* **What you need to do**: Count how many lines of the entries below contain the string "target", matching case exactly, and give only that number.

-----

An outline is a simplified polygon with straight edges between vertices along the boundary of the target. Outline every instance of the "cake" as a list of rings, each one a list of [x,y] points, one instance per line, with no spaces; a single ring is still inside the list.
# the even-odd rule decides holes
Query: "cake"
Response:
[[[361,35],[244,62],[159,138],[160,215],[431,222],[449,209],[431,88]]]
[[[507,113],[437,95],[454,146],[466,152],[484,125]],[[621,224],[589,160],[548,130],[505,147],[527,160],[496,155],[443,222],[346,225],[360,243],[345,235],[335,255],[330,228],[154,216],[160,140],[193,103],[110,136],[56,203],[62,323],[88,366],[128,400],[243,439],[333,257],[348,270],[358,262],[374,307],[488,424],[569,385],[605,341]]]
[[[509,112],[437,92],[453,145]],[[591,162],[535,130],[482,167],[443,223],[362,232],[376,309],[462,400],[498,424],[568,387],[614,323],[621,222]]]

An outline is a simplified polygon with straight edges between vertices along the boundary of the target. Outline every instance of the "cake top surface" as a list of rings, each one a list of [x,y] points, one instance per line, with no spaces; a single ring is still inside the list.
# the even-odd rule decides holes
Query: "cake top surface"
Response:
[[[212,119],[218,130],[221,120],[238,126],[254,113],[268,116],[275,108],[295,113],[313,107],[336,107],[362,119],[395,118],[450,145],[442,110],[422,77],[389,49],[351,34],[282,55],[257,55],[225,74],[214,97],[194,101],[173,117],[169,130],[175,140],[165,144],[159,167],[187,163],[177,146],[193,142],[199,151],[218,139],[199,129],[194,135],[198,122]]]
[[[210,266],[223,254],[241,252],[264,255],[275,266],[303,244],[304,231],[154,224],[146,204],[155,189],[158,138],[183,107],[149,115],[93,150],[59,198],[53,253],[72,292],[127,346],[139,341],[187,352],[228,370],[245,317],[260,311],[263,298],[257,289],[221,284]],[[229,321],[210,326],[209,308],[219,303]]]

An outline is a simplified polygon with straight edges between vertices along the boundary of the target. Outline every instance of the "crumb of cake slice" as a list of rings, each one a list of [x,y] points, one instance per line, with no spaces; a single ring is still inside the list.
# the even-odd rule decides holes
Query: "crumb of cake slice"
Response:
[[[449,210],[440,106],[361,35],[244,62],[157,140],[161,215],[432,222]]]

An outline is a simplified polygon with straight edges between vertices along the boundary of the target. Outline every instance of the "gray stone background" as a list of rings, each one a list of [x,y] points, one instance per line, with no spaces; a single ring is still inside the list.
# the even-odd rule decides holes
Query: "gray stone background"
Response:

-----

* **Exercise solution**: 4